**Records for the task**
====================

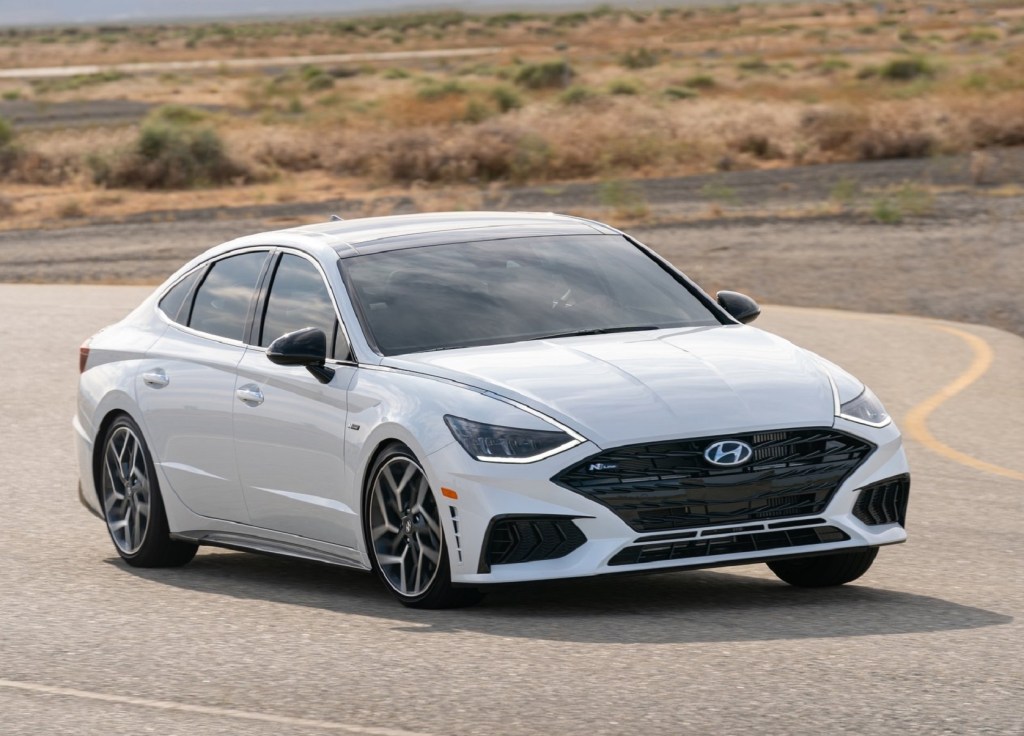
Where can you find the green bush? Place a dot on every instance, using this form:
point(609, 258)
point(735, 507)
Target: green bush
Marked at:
point(545, 75)
point(506, 98)
point(577, 94)
point(169, 155)
point(700, 81)
point(624, 86)
point(904, 70)
point(6, 132)
point(639, 58)
point(680, 93)
point(754, 65)
point(434, 91)
point(178, 115)
point(320, 83)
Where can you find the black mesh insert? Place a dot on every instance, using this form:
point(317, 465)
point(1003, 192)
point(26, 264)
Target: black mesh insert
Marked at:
point(670, 485)
point(885, 502)
point(686, 549)
point(525, 539)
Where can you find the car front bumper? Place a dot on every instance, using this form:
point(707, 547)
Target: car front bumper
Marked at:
point(489, 492)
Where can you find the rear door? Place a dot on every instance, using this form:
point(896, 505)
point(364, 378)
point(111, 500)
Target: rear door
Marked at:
point(186, 388)
point(290, 428)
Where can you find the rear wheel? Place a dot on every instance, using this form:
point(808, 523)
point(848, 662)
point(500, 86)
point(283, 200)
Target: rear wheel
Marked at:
point(825, 570)
point(404, 536)
point(132, 506)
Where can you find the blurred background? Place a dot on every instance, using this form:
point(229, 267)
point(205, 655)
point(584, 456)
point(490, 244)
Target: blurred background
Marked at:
point(857, 155)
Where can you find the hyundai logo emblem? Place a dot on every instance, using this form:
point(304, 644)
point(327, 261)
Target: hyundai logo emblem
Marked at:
point(728, 452)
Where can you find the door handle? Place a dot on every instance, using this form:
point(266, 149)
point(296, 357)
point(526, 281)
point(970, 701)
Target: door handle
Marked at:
point(249, 394)
point(156, 379)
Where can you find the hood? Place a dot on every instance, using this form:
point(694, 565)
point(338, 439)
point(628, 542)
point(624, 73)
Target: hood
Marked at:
point(634, 387)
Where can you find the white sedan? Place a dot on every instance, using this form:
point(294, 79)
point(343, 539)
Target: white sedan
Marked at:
point(456, 400)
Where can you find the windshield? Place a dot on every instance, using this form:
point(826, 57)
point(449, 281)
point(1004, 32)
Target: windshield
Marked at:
point(465, 294)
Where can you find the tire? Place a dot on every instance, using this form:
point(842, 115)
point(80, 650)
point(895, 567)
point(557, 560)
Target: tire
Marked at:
point(403, 534)
point(132, 506)
point(824, 570)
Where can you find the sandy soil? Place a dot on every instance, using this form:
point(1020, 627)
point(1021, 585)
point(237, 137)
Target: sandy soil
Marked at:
point(777, 235)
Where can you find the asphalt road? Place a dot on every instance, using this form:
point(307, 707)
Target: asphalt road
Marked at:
point(930, 641)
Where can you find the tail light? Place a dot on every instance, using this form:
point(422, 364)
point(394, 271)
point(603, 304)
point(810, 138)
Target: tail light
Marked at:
point(83, 355)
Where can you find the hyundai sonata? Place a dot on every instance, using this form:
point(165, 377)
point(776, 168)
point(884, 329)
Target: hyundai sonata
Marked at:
point(456, 400)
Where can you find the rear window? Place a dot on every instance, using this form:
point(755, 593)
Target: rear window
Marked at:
point(223, 300)
point(177, 301)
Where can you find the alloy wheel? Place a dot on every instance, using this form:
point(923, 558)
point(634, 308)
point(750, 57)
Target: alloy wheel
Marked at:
point(126, 489)
point(404, 527)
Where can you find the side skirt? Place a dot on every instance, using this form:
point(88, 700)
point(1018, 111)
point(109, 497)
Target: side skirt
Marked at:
point(338, 556)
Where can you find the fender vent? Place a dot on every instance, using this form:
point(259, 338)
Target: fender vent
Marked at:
point(511, 540)
point(885, 502)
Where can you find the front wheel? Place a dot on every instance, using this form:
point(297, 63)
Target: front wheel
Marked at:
point(132, 506)
point(404, 536)
point(824, 570)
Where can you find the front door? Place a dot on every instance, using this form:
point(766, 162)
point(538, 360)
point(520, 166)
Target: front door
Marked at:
point(290, 428)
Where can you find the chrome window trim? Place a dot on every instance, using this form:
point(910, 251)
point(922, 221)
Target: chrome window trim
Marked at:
point(327, 283)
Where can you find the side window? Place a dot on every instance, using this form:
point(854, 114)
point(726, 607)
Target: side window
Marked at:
point(298, 299)
point(222, 301)
point(177, 301)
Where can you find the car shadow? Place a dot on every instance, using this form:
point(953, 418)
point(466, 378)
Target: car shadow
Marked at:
point(679, 607)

====================

**Exercise details**
Filter the records for lines holding the string "rear". Copy each one.

**Response for this exercise**
Where can you find the rear door? Place a dot on every instance, using this form:
Target: rear door
Where can you find the rear wheel? Place a dot on every instance, using this form:
Target: rear wheel
Where can you find the rear window? Place a dot on every instance, using this form:
Target: rear window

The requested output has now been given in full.